**EXERCISE DETAILS**
Copy the records word for word, starting at the line that contains "Task: point out the beige" and continuing to the end of the records.

──────── AVAILABLE RECORDS ────────

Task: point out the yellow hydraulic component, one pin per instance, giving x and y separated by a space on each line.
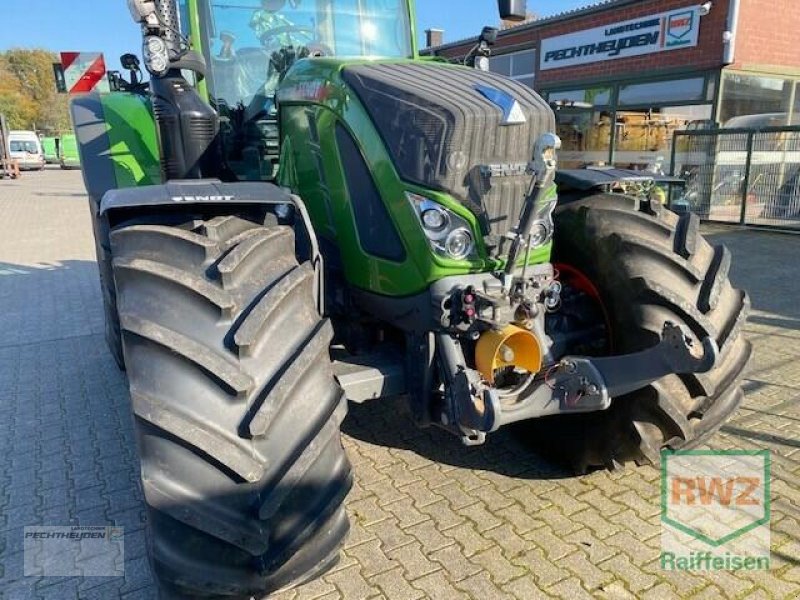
512 346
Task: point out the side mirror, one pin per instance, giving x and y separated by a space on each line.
512 10
489 35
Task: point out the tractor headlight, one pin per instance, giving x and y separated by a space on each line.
459 243
540 234
156 55
448 234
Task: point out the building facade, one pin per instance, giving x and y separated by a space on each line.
626 74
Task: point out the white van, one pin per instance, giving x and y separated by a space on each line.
26 149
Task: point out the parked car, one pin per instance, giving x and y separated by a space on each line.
26 149
68 152
50 148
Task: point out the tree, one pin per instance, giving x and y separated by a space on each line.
28 96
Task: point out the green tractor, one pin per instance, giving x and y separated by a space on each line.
297 211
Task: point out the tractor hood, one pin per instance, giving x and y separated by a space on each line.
462 131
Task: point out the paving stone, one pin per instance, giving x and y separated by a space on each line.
415 564
390 534
430 537
545 572
406 514
444 516
481 586
524 588
371 558
453 561
501 569
395 586
469 539
570 588
437 587
591 577
662 591
422 507
635 579
351 584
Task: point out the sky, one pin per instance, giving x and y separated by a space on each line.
105 25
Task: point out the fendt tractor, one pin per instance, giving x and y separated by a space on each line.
297 210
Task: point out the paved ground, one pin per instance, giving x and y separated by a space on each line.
430 518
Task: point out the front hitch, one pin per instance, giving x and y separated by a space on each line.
575 384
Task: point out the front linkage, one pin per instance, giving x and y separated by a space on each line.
501 318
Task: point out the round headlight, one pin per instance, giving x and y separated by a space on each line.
434 219
156 54
459 243
539 234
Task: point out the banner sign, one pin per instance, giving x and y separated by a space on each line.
671 30
84 72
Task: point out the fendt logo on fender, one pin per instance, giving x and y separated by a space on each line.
715 510
203 198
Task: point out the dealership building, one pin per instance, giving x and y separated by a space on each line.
626 74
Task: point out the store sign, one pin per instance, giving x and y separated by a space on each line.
671 30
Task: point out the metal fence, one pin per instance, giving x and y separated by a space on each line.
749 177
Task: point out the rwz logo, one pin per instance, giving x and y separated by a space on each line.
717 501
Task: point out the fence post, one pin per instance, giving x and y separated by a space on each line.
747 168
675 142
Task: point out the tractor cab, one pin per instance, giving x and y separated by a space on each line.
250 46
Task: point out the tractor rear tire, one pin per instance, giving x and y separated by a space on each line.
235 406
649 266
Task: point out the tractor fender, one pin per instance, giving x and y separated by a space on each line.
200 191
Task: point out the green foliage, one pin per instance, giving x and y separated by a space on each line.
28 95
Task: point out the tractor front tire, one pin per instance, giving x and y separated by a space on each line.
649 265
235 406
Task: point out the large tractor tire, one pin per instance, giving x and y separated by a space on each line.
236 408
646 265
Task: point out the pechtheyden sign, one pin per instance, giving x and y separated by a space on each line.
671 30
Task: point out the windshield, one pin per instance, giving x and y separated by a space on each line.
253 43
344 27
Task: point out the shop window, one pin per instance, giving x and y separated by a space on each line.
643 138
663 92
593 96
517 65
747 100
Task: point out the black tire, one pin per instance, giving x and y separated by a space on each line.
236 409
649 266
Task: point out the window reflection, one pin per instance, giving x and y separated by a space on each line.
643 137
755 96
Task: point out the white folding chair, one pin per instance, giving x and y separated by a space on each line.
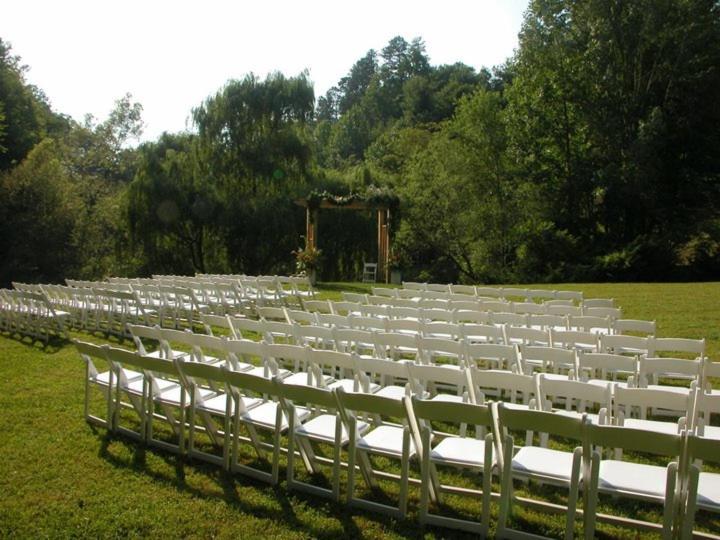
198 378
483 333
322 425
436 350
702 488
439 448
105 381
546 465
439 383
386 438
598 368
575 398
636 326
556 362
634 480
334 369
631 405
257 411
493 356
576 340
625 344
382 375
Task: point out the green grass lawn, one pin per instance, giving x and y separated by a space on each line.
60 477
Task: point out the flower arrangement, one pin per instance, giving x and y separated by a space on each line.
307 259
395 261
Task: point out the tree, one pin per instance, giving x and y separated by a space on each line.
463 213
605 113
254 132
37 216
25 116
172 206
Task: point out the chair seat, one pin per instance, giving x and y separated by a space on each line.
214 405
301 378
709 491
264 415
460 451
103 379
633 478
385 440
535 460
711 432
652 425
348 385
173 394
447 397
677 389
594 418
322 428
136 386
555 376
603 383
393 392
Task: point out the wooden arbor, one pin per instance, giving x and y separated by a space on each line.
315 203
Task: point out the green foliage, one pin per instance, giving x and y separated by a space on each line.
592 154
173 206
25 116
62 477
37 217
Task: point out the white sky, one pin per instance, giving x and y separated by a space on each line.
170 55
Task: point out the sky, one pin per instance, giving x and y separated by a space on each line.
171 55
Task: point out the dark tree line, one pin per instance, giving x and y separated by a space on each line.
592 154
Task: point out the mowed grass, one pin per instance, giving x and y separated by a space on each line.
60 477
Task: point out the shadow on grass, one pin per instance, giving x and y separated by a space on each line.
51 346
241 493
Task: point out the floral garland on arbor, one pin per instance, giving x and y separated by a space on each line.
374 197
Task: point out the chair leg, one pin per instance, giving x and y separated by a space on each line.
669 512
351 463
425 476
404 472
336 459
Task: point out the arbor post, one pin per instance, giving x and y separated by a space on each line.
311 216
384 244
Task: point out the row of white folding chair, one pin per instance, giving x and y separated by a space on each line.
533 340
246 402
469 313
581 341
297 358
30 313
495 292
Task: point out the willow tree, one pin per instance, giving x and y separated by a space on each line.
173 207
253 136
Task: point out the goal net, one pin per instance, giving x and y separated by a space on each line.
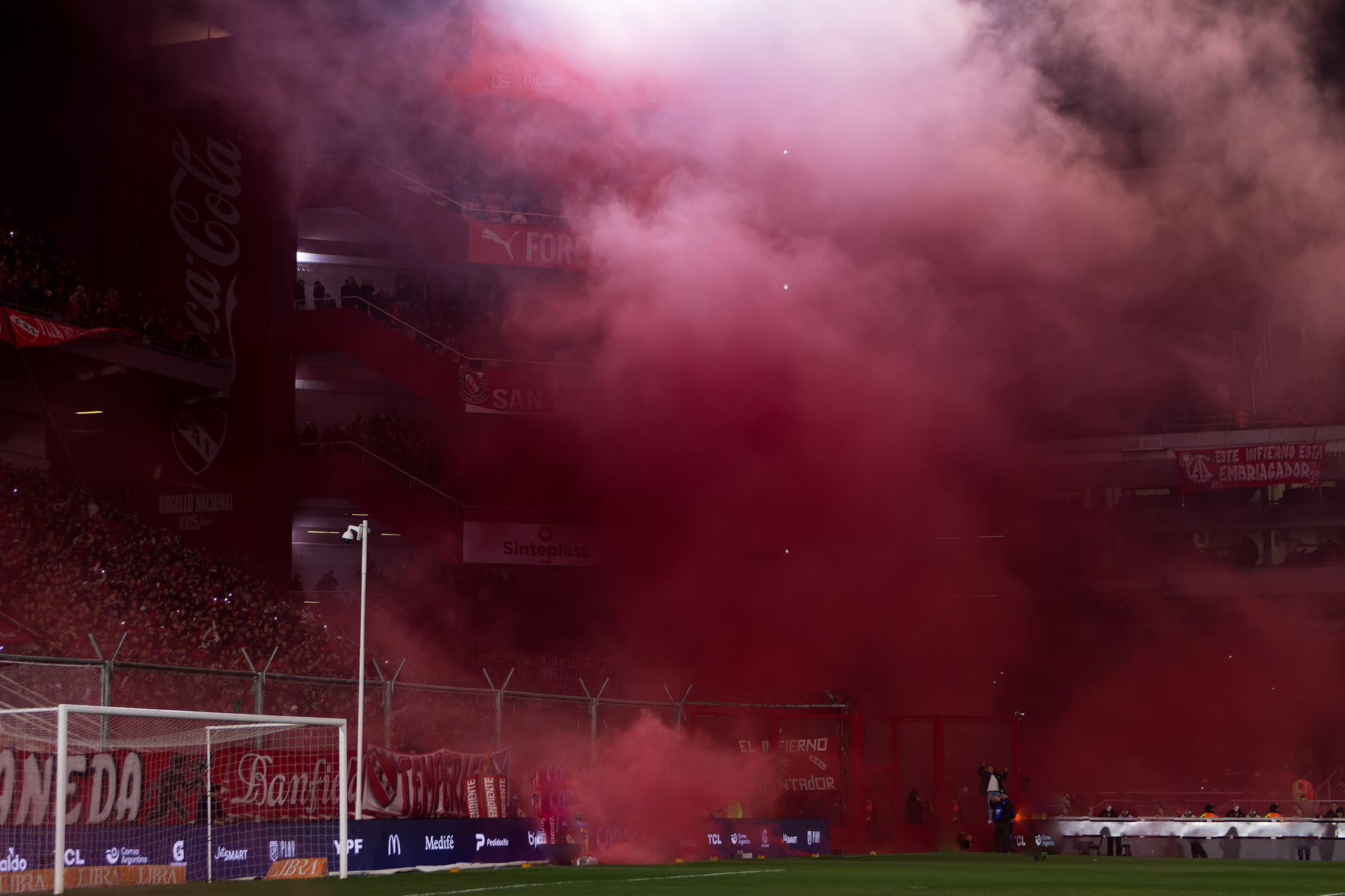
110 795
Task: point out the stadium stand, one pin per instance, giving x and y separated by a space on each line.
74 566
36 279
392 436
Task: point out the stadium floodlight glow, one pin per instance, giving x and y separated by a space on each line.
95 749
359 533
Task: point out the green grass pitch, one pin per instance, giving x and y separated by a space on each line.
841 875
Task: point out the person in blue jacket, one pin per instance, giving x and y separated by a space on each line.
1004 813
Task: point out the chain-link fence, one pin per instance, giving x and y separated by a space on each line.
405 716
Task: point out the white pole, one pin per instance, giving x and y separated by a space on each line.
342 780
58 865
359 700
210 823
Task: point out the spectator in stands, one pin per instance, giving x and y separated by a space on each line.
76 305
1246 553
212 809
349 291
74 566
989 787
915 808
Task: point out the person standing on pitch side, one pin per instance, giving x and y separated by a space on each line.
1002 814
989 789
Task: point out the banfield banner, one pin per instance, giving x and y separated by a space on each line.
529 544
490 243
1251 466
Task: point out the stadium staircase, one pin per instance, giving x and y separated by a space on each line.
117 349
411 364
430 219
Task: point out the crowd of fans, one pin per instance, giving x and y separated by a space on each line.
72 566
36 277
399 439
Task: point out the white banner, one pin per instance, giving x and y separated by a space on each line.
530 544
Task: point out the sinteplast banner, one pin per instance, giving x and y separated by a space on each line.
530 544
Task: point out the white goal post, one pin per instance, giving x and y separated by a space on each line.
271 795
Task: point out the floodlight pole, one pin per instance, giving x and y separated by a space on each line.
359 700
677 708
593 700
498 742
58 867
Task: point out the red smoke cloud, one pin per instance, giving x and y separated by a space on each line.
852 262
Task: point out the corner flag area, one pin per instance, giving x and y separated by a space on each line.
838 876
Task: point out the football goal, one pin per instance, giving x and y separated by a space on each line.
115 795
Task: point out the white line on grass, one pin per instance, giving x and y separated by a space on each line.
615 880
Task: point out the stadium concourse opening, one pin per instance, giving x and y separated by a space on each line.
933 445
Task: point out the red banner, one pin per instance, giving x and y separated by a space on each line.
490 243
1251 466
159 787
27 330
548 393
205 246
437 785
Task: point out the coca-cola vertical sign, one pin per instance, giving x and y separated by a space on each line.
203 260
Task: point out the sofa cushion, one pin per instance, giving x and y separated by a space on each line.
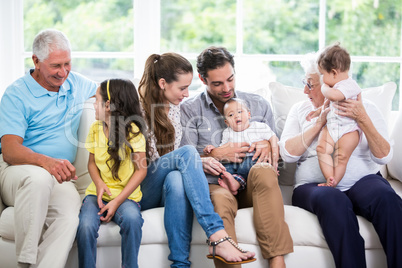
283 97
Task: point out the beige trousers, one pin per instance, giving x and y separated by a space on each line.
263 194
45 214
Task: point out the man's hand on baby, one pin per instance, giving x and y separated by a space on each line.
231 152
208 149
212 166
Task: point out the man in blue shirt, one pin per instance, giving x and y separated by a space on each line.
39 118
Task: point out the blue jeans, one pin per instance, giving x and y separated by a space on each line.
371 197
242 168
127 216
177 181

────────

**WORKED ANSWER**
Task: point out the beige trousers, one pin per instance, giving x and y separated by a space on each line.
263 194
45 214
Task: point out the man's hand on baby, one pin per instance, giving x and y separated by a space on each line.
231 152
208 149
212 166
Task: point out the man in blue shirt, one pin per instance, giving x and y separated by a space on each line.
39 118
Task: point out the blue jeans, one pin per instance, giving x and y separated by a space on each line.
371 197
242 168
127 216
177 181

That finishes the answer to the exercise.